Turning Science into Lifesaving Care

  • Research discoveries that have been made as a result of innovative cancer science are continually being translated to new medical products for cancer prevention, detection, diagnosis, treatment, and survivorship.
  • Between August 1, 2019 and July 31, 2020, 20 new anticancer therapeutics were approved by the FDA for introduction into the clinic. In addition, during this period, the FDA expanded the uses of 15 previously approved anticancer therapeutics to include additional types of cancer.
  • Five vital pillars of clinical cancer care include surgery, radiotherapy, cytotoxic chemotherapy, molecular targeted therapy, and immunotherapy.
  • In the past decade, cancer immunotherapy emerged as the fifth pillar of cancer care. It is one of the most exciting approaches to cancer treatment to have ever entered the clinic. This is in part because some of the patients with metastatic disease who have been treated with these revolutionary treatments have had remarkable and durable responses. Unfortunately, only a minority of patients have incredible responses to immunotherapy. In addition, the current FDA-approved immunotherapeutics do not work against all types of cancer. Identifying ways to increase the number of patients for whom treatment with an immunotherapeutic yields a remarkable and durable response is an area of intensive basic and clinical research investigation.
  • As of July 31, 2020, there are seven checkpoint inhibitors approved by the FDA. This means that one or more checkpoint inhibitor were approved for treating 16 types of cancer and for treating any type of solid tumor characterized by the presence of certain molecular characteristics.
  • Even though checkpoint inhibitors have yielded extraordinary benefit for patients with a diverse array of cancer types, not all patients have tumors that respond to these immunotherapeutics and many whose tumors do respond, initially, develop resistance after a while. Therefore, researchers are working hard to determine how to increase the number of patients who benefit from these lifesaving immunotherapeutics.

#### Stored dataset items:
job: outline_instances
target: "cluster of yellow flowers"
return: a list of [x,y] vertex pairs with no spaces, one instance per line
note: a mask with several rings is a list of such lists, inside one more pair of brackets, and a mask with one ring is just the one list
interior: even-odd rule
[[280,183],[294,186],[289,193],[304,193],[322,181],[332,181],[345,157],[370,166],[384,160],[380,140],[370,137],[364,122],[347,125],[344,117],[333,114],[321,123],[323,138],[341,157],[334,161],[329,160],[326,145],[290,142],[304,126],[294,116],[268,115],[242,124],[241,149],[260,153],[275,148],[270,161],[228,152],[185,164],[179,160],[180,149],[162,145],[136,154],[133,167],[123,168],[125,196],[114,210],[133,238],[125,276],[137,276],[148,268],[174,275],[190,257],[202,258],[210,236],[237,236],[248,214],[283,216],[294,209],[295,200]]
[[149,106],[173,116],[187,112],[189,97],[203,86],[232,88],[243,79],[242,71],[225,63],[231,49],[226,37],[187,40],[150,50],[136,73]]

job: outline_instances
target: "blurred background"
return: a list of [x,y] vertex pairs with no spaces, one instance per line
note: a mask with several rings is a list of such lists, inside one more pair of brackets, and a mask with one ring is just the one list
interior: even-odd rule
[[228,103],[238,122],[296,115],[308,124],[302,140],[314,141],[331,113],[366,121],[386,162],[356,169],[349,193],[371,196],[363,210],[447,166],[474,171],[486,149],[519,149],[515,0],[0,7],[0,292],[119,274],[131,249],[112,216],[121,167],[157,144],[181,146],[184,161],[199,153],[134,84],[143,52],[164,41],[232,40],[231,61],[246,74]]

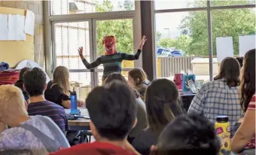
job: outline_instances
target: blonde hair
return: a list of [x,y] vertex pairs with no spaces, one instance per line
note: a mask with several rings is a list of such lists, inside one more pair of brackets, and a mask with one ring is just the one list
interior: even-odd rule
[[53,72],[53,82],[59,85],[65,94],[69,95],[70,84],[68,68],[64,66],[56,67]]
[[133,78],[136,85],[140,85],[148,81],[148,76],[142,68],[133,68],[128,72],[128,74]]
[[15,115],[20,117],[28,115],[21,90],[14,85],[0,86],[0,119]]

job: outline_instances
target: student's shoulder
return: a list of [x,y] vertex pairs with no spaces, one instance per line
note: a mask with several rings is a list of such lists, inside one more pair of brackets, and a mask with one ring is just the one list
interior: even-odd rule
[[75,155],[75,154],[84,154],[84,151],[87,154],[90,154],[90,150],[92,150],[91,144],[81,144],[73,146],[69,148],[61,150],[56,153],[50,154],[49,155]]
[[62,106],[61,106],[59,104],[56,104],[53,102],[50,102],[50,101],[47,100],[47,101],[45,101],[45,103],[47,106],[49,106],[49,107],[51,108],[51,109],[59,109],[59,110],[62,110],[62,111],[65,111],[64,108]]

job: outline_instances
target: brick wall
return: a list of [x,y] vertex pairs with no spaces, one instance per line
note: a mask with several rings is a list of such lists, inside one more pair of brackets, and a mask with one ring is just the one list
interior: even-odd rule
[[0,7],[12,8],[29,9],[35,13],[35,36],[34,36],[34,50],[35,61],[41,67],[44,66],[44,9],[43,1],[1,1]]

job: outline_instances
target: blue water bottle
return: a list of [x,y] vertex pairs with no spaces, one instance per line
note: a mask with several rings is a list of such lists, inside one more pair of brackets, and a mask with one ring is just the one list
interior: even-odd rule
[[78,109],[78,101],[77,101],[77,92],[70,91],[70,103],[71,103],[71,110],[70,114],[72,115],[79,115],[79,110]]

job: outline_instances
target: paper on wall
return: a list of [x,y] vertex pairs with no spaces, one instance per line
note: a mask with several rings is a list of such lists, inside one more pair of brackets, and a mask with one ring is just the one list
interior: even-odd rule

#### Task A:
Reproduce the cancer care text from "Turning Science into" to "treatment, and survivorship.".
#### Task B:
According to the cancer care text, how many new anticancer therapeutics did the FDA approve between August 1, 2019 and July 31, 2020?
#### Task C:
List the pillars of clinical cancer care named in the cancer care text.

#### Final answer A:
Turning Science into Lifesaving Care

  • Research discoveries that have been made as a result of innovative cancer science are continually being translated to new medical products for cancer prevention, detection, diagnosis, treatment, and survivorship.

#### Final answer B:
20

#### Final answer C:
surgery, radiotherapy, cytotoxic chemotherapy, molecular targeted therapy, immunotherapy